(Saved entries)
────────

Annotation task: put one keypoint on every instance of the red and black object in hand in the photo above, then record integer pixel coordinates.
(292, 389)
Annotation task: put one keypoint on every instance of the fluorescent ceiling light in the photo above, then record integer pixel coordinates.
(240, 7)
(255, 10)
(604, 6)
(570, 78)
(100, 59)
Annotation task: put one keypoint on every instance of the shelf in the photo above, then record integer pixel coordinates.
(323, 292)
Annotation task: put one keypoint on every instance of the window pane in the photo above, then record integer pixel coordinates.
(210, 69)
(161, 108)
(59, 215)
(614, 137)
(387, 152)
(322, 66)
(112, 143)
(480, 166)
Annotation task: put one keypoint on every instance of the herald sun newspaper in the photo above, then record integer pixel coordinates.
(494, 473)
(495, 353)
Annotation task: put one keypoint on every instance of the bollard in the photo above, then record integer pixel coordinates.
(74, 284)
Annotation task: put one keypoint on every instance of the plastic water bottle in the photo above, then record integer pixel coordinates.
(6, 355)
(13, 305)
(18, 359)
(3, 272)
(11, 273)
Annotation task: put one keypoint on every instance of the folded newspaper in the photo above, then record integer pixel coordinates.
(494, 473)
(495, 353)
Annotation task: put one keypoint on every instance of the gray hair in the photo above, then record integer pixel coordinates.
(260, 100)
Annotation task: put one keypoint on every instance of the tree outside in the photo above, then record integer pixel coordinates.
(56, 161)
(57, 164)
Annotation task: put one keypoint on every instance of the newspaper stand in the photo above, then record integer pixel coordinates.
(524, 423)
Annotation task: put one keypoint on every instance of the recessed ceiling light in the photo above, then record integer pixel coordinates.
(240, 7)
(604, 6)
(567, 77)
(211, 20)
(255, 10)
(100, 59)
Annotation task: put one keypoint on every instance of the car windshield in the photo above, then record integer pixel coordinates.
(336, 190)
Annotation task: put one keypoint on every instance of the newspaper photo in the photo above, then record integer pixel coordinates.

────────

- [TASK ITEM]
Can you quote exactly the lines from the one containing "the newspaper stand" through the last line of the records above, and nothing else?

- [ANSWER BOX]
Annotation task: put one keypoint on every instance of the newspaper stand in the photo above, then record integer pixel coordinates.
(524, 423)
Annotation task: put one keypoint on every instance of the recessed ceiling light in the photo above, then record integer pixel coordinates.
(240, 7)
(604, 6)
(567, 77)
(211, 20)
(255, 10)
(100, 59)
Annotation task: put one keypoint on every instance of the car windshield in the photo above, then record integer pixel coordinates.
(336, 190)
Annotation task: put one keypoint on every instance of the newspaper photo in the photo above, then record integer pixel coordinates.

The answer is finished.